+++ MATERIALS PROVIDED +++

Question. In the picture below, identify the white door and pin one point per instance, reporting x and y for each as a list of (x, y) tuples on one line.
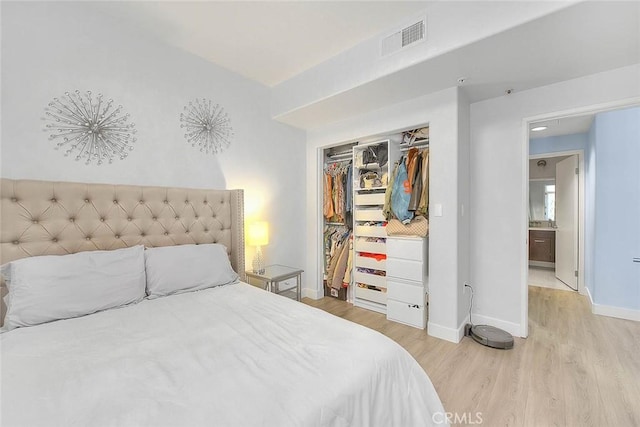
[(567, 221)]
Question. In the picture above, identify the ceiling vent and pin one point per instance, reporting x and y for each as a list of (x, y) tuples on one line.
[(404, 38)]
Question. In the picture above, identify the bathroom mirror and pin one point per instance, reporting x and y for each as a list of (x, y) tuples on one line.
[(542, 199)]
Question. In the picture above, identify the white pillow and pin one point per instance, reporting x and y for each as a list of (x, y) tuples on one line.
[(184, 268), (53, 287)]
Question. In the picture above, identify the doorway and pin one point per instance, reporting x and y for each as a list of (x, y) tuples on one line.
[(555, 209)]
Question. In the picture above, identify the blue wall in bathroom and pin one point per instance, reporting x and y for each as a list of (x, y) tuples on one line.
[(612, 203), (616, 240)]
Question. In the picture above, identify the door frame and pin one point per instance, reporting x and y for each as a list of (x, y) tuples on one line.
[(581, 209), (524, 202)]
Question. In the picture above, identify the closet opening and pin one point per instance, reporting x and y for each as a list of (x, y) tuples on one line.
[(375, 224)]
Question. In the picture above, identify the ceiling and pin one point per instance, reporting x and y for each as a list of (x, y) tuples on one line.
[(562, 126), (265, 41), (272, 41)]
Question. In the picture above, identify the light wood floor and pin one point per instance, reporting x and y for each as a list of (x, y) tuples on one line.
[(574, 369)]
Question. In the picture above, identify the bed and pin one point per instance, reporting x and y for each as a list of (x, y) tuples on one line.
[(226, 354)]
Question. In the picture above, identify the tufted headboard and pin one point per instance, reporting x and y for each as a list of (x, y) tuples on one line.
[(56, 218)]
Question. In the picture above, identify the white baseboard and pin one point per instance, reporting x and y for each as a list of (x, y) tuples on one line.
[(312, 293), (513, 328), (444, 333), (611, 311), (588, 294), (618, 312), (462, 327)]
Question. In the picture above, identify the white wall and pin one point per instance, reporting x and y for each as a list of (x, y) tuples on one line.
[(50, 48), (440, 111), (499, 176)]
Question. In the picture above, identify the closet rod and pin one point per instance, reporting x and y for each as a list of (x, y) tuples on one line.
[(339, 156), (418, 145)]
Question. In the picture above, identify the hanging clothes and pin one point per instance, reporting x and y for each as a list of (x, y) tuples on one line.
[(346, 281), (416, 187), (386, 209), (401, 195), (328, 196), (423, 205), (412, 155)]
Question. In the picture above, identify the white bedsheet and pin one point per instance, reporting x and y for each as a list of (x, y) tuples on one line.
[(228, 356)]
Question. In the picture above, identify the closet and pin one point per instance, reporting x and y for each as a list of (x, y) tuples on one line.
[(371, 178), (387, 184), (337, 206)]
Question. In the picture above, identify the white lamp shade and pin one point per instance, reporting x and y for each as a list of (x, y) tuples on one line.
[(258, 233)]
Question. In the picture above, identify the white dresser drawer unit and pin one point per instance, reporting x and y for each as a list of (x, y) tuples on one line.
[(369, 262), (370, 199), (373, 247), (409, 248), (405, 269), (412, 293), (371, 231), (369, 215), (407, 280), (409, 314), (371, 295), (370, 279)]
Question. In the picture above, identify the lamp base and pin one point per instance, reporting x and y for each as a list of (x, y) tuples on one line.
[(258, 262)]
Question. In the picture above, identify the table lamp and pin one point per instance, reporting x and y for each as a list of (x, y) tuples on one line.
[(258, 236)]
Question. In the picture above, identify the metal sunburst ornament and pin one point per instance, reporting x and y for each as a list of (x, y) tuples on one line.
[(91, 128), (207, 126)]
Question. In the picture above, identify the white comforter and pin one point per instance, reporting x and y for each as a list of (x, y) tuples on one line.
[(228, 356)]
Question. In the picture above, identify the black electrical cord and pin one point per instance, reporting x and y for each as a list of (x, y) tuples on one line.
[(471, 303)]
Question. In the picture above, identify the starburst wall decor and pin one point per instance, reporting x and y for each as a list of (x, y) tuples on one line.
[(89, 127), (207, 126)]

+++

PROBLEM TO WORK ON:
Reproduce every line from the one containing "Question. In the picture above, identify the white comforter" through the end of the records, keeping the requests as they are. Scale each coordinate in the answers by 1.4, rounding to whole numbers with halves going up.

FINAL RESULT:
Question. In the picture above, identify the white comforter and pin one point per instance, reporting x and y for each as a list of (x, y) tuples on one line.
[(319, 498)]
Question. In the picture above, identify the black electrical cord and pin one point per instance, reporting x and y for each as a list of (x, y) tuples on one line.
[(659, 424)]
Question. In the picture above, identify the starburst wall decor and pin one point per instance, reporting x and y for each as a list of (x, y) tuples on one line.
[(125, 178), (290, 176)]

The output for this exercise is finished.